Stored items from a collection
————————

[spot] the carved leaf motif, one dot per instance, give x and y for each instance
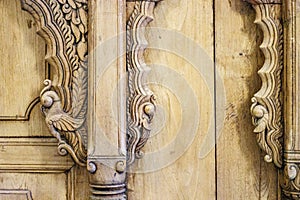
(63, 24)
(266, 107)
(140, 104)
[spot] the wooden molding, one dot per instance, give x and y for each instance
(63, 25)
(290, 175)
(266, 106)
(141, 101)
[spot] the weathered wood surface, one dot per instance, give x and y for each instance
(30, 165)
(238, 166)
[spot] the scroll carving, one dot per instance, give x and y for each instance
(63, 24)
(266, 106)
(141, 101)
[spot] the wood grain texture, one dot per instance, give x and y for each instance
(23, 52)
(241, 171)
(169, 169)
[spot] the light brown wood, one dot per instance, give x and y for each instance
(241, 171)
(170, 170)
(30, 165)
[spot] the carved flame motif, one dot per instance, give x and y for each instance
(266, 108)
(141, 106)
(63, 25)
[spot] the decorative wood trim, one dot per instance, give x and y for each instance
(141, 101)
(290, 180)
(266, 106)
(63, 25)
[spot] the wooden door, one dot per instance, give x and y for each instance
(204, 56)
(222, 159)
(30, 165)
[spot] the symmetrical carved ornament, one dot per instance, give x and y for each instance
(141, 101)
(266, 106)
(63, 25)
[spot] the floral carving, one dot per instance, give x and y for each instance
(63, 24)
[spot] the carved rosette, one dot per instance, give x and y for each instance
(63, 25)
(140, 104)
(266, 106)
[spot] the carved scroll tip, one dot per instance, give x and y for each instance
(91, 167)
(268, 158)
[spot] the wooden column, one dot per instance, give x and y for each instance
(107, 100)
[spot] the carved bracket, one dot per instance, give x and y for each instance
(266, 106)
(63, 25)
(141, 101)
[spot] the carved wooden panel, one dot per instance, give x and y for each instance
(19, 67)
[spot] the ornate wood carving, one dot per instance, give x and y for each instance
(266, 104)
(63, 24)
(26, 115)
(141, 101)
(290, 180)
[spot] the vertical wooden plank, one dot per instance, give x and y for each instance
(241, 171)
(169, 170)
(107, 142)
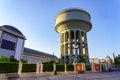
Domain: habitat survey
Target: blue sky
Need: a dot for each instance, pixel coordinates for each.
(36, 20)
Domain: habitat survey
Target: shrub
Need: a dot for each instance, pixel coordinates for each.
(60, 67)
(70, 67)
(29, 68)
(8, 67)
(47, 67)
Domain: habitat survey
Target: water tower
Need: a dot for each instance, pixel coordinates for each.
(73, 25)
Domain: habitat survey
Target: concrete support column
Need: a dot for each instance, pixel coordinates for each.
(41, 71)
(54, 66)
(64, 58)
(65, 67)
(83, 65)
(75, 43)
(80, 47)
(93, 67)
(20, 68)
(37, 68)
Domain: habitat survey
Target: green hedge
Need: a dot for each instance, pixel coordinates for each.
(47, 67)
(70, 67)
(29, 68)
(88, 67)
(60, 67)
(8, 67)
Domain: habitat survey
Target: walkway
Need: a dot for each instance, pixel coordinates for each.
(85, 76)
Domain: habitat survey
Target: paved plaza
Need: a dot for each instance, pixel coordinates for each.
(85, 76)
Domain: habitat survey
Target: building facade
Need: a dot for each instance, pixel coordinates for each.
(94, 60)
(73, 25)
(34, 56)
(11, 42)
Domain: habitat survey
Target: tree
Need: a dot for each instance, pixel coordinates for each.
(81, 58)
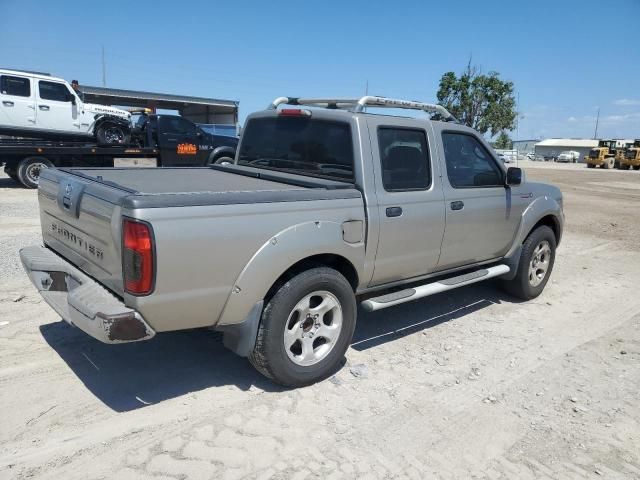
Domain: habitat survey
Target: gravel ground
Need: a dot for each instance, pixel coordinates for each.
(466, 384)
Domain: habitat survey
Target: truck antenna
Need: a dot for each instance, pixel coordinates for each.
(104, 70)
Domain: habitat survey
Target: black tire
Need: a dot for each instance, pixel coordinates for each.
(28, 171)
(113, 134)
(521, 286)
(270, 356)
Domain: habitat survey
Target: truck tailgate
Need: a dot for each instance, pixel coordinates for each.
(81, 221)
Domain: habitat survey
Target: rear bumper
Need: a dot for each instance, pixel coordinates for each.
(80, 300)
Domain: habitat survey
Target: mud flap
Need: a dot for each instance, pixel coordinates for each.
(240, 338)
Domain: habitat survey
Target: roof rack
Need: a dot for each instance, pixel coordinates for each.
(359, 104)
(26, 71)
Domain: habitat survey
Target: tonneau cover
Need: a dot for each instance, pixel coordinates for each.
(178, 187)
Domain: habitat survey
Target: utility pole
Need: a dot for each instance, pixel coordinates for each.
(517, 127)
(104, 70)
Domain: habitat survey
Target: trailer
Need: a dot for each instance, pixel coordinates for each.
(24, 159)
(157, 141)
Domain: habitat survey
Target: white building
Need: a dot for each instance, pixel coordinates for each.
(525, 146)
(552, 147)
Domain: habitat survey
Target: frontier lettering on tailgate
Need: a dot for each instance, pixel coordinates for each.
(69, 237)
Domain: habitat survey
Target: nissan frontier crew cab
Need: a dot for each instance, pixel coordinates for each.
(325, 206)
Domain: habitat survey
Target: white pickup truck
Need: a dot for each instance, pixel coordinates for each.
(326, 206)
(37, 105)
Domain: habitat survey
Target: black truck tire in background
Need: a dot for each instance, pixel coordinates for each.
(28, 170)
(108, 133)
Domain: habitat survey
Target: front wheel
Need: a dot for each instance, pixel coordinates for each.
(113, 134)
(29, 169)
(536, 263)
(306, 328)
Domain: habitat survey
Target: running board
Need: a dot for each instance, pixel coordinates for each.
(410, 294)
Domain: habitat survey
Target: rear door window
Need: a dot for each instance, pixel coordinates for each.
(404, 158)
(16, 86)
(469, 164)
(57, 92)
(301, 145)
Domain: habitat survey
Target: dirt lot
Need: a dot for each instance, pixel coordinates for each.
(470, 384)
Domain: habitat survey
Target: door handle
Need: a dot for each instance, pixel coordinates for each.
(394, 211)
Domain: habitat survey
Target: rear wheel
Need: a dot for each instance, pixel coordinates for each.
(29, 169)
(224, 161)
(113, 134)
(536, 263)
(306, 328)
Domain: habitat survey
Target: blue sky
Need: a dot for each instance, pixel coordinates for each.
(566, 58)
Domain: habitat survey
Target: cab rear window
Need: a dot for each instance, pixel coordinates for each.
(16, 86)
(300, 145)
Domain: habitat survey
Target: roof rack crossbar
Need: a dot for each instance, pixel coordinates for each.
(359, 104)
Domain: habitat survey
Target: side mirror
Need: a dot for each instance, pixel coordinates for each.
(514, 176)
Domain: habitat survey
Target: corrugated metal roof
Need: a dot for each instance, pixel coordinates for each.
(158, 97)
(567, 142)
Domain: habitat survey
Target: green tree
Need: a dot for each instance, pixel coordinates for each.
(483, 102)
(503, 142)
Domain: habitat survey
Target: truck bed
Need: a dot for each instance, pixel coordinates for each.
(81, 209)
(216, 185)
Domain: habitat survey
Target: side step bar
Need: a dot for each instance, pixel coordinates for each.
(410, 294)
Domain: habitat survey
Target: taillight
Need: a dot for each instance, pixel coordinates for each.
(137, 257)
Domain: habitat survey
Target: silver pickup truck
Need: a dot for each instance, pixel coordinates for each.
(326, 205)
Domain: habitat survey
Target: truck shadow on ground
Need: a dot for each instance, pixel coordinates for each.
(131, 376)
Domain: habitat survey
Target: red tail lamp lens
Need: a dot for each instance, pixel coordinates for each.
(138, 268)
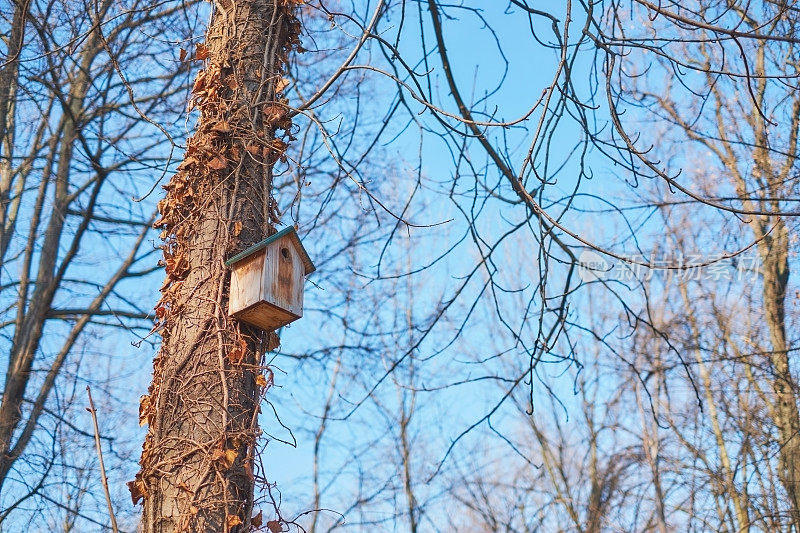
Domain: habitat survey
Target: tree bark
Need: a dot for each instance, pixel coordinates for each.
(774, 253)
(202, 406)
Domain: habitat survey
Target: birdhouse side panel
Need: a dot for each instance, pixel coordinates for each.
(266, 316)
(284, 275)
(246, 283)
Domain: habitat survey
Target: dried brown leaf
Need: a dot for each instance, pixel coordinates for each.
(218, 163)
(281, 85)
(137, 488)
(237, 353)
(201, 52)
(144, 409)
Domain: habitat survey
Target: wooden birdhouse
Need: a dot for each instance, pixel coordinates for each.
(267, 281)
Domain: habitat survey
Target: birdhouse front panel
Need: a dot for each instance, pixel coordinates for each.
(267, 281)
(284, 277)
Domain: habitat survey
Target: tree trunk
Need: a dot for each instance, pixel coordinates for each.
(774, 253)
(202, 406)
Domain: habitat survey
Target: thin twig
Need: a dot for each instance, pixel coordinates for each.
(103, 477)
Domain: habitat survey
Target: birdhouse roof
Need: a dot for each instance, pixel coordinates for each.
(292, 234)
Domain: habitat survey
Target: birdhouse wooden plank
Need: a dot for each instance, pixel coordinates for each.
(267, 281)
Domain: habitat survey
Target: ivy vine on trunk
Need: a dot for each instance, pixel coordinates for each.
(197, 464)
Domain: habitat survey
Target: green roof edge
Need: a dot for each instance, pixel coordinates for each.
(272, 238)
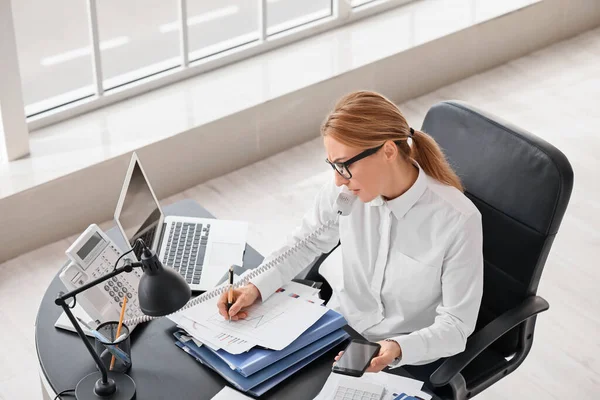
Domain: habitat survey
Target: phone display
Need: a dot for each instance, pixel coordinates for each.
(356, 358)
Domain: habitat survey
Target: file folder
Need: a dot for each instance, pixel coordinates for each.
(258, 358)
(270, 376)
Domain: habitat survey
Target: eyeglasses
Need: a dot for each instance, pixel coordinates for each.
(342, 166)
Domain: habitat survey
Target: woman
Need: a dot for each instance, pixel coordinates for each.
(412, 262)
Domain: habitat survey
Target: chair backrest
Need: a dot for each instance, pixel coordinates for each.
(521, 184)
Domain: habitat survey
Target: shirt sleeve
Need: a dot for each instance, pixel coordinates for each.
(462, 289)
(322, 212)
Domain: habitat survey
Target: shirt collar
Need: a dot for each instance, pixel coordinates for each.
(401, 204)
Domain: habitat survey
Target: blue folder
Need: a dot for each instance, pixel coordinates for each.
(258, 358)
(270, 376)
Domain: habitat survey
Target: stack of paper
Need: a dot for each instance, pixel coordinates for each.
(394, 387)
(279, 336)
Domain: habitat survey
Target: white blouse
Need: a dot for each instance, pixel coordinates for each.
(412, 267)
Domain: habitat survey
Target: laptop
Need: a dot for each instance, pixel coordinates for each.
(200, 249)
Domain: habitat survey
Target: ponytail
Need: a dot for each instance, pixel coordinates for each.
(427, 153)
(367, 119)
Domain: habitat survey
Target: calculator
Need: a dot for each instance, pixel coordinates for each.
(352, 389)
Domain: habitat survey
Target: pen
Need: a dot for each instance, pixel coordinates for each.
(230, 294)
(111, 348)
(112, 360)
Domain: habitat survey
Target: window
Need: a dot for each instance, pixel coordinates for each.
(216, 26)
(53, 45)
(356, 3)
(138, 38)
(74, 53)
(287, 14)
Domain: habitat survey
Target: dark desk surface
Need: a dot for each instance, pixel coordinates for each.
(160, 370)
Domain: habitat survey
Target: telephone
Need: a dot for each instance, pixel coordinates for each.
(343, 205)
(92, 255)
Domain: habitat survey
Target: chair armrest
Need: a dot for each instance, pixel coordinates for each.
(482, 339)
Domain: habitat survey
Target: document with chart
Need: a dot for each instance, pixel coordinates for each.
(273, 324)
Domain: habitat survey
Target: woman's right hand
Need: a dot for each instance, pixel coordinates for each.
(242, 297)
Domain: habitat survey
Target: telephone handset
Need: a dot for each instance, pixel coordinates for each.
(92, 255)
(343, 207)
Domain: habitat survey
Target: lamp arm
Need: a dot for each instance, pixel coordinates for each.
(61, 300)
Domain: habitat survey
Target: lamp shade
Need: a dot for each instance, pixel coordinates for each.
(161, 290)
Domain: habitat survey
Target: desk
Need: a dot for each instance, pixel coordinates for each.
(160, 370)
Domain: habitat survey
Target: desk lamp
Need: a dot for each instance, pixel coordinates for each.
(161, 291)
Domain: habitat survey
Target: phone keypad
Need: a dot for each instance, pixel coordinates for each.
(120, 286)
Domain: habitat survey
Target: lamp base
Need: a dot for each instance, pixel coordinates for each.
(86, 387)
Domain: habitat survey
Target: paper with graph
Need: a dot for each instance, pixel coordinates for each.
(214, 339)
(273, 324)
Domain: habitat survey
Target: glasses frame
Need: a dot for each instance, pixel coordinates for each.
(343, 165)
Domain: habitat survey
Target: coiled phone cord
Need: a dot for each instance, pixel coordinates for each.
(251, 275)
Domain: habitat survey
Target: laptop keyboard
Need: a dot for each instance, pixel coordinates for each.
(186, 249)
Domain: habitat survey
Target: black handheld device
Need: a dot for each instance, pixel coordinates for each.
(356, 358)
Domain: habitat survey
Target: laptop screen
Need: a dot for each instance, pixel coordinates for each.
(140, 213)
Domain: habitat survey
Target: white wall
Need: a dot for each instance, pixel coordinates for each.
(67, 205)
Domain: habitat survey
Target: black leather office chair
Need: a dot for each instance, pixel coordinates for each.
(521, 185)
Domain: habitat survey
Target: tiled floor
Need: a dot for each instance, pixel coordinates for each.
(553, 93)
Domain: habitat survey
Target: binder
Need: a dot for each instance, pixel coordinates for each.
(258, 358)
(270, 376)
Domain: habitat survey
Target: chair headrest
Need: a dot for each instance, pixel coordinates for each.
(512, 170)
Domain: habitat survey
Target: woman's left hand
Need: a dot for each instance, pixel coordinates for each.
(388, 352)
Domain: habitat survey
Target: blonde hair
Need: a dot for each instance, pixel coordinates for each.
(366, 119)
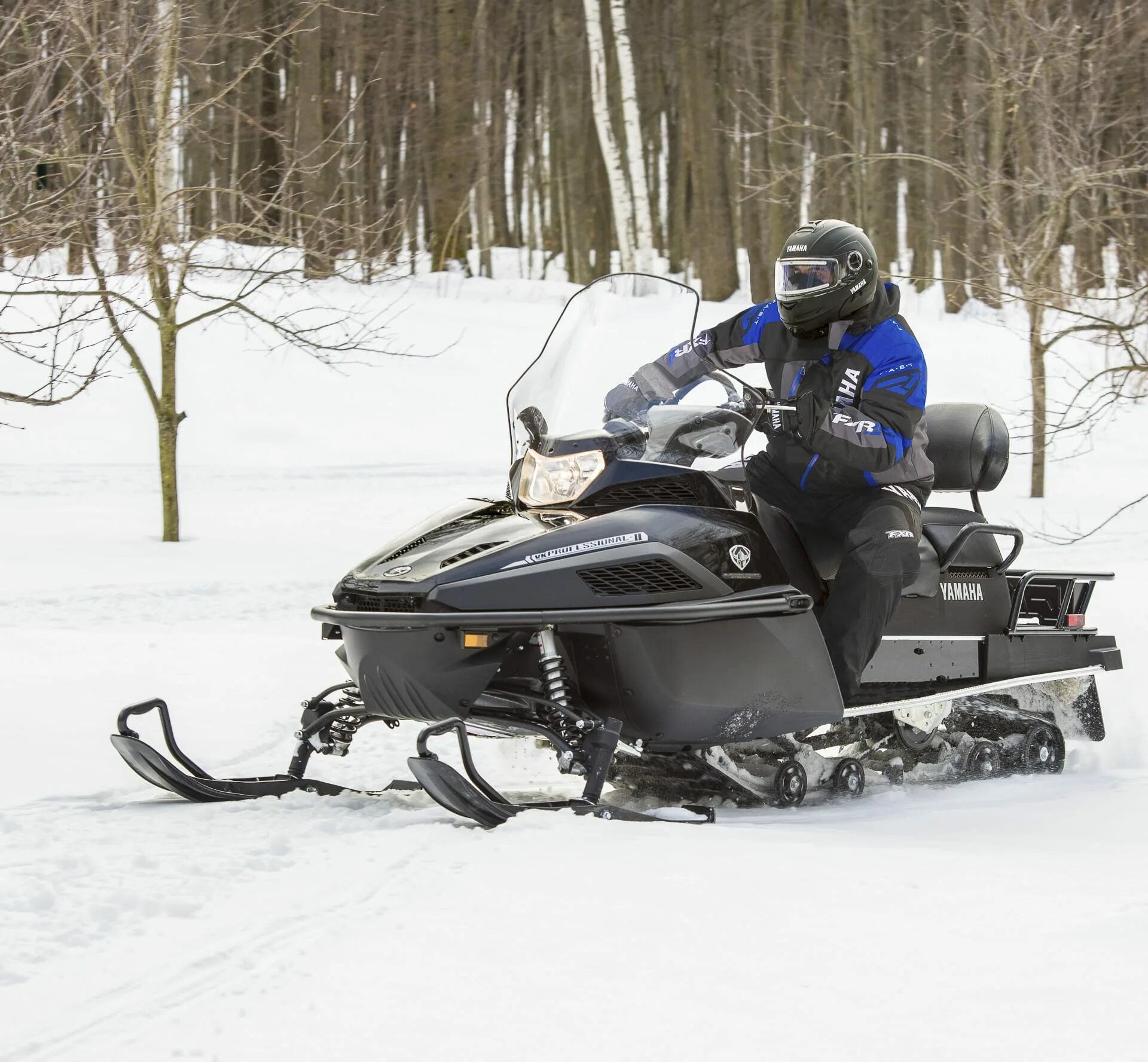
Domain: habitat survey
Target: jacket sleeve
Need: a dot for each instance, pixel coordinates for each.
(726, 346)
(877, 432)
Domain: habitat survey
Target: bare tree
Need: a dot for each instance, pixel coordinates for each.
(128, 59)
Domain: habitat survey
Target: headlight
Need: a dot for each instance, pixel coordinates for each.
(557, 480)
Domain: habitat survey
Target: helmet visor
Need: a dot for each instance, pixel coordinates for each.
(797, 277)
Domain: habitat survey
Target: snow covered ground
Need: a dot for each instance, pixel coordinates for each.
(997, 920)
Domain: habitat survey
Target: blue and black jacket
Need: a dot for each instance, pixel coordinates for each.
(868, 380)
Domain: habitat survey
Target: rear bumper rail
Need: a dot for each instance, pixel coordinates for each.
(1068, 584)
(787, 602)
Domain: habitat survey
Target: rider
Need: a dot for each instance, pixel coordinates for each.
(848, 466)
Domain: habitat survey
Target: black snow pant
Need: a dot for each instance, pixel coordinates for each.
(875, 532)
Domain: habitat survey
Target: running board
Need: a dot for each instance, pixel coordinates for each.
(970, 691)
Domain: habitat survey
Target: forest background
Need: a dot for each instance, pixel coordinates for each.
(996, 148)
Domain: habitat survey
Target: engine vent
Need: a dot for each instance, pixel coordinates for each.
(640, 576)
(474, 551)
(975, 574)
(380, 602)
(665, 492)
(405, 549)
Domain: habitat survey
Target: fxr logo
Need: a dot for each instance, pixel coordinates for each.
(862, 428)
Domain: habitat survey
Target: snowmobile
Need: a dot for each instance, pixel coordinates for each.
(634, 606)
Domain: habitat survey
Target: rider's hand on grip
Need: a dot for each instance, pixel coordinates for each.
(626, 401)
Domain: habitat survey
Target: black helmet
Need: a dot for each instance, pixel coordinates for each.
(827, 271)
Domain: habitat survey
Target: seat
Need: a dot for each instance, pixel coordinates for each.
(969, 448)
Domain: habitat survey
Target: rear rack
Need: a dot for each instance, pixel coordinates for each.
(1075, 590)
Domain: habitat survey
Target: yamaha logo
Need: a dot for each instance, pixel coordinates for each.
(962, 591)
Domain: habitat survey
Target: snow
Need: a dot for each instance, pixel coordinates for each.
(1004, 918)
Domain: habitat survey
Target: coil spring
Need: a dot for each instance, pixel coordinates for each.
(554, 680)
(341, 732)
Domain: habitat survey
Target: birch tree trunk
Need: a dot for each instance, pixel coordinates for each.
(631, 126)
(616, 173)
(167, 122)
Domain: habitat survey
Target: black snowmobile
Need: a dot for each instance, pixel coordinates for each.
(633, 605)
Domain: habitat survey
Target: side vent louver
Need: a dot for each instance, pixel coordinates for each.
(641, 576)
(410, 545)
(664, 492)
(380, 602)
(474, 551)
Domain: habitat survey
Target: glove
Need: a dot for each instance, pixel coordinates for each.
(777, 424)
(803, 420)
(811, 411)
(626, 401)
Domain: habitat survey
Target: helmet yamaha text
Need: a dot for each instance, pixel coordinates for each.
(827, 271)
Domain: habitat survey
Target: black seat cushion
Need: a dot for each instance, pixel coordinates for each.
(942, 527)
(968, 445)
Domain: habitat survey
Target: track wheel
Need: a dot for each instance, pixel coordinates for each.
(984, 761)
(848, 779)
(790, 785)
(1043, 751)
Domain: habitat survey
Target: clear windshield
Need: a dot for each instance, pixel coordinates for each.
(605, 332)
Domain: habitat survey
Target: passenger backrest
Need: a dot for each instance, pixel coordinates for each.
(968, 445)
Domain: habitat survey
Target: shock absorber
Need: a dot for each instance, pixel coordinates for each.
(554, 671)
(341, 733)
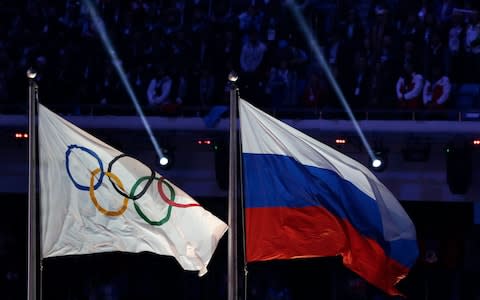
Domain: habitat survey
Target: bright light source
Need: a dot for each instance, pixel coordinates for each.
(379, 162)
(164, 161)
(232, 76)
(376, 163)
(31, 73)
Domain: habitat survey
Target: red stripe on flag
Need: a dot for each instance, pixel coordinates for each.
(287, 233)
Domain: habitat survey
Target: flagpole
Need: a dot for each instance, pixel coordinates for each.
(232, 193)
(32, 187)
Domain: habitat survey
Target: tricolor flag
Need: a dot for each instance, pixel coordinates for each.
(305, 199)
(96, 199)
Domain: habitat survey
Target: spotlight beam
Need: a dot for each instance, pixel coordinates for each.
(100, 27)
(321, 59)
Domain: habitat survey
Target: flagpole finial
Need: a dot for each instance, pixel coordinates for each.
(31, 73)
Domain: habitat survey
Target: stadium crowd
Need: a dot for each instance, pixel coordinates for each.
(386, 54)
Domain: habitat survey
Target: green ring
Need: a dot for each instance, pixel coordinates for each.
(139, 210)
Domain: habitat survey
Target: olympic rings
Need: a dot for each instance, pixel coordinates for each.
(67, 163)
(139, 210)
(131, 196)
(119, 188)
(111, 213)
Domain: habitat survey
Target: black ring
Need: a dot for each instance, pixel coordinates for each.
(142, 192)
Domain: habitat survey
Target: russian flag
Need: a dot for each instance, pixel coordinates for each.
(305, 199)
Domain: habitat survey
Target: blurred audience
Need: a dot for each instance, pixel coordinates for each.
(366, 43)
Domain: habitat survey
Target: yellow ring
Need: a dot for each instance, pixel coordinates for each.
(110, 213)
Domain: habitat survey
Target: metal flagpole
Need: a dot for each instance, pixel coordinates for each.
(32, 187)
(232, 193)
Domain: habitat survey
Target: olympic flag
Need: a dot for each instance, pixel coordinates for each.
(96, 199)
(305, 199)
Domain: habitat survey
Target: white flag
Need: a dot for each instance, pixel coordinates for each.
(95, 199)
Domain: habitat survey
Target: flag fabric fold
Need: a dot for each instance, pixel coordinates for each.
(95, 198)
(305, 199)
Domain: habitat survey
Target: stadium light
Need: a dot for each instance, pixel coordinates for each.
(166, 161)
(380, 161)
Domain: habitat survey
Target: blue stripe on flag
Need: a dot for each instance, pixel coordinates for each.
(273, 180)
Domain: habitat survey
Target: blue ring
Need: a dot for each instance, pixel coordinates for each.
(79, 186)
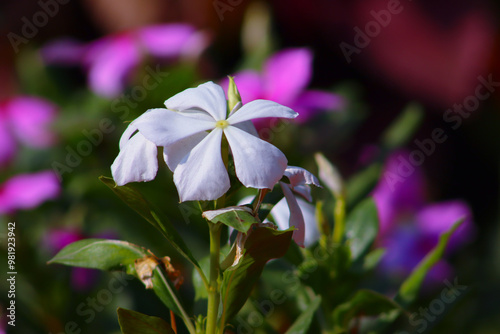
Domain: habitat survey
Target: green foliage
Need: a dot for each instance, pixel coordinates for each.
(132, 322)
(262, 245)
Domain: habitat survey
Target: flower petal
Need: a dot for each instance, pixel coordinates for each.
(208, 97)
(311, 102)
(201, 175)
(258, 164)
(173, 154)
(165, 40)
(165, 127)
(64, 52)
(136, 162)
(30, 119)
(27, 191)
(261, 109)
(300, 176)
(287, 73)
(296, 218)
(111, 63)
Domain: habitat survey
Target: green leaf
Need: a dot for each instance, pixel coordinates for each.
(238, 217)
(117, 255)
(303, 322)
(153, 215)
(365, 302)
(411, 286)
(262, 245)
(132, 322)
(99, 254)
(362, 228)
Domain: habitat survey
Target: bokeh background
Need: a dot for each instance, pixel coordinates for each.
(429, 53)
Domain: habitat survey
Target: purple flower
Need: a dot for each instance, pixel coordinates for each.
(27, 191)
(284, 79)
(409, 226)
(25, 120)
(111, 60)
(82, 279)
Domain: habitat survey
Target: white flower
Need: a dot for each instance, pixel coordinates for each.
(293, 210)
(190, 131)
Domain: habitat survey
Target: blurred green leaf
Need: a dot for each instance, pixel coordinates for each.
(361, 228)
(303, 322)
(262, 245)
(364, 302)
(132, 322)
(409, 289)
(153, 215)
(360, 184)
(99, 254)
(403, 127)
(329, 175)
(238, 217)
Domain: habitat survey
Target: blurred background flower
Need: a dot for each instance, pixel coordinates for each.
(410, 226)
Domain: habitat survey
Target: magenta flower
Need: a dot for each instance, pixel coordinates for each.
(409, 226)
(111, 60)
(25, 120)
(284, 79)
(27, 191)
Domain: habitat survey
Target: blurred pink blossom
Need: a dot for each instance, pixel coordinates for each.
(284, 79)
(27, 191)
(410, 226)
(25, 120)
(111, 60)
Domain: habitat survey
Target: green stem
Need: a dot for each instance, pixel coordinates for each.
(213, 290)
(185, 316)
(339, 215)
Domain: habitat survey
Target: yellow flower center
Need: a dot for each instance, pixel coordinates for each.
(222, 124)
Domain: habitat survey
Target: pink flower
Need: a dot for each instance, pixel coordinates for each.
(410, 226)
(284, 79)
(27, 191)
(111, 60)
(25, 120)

————————

**TRY IT:** Look above for the line with "[spot] the symmetrical" and copy exactly from it through the line with "Target: concrete support column", both included. Omit the pictures.

**SOLVED PROBLEM:**
[spot] the symmetrical carved ornament, one dot per instance, give x and y for each instance
(141, 101)
(266, 106)
(63, 25)
[spot] the floral carving, one dot per instance, give x and y for each instance
(63, 24)
[spot] the carved rosette, one dot per instance, give x and y for each instance
(63, 25)
(140, 104)
(266, 106)
[spot] the carved scroll tip, one dot per instance, give x and y for each instance
(91, 167)
(268, 158)
[spot] the wooden column, one dot per instance, give x and y for each instance
(107, 100)
[spot] the carved bracket, one dot per instance, give x and y for each instance
(266, 106)
(63, 25)
(141, 101)
[spot] the carved wooden panel, one dot per instance, give x and y for each instance
(19, 67)
[spot] the ornate wood carving, one dot per instance, give x and y for each instance
(266, 104)
(63, 24)
(26, 115)
(141, 101)
(290, 180)
[spot] the vertical wooden plank, one dot per instance, give x and y for each instance
(241, 171)
(169, 170)
(107, 142)
Domain: habitat survey
Target: blue sky
Need: a dot for each instance, pixel coordinates for each.
(36, 20)
Domain: habitat survey
Target: shrub
Need: a dot for each instance, pixel coordinates for each.
(60, 67)
(70, 67)
(29, 68)
(8, 67)
(47, 67)
Domain: habitat survey
Target: water tower
Need: a dot for each instance, pixel coordinates for each.
(73, 25)
Domain: habitat survey
Target: concrete support column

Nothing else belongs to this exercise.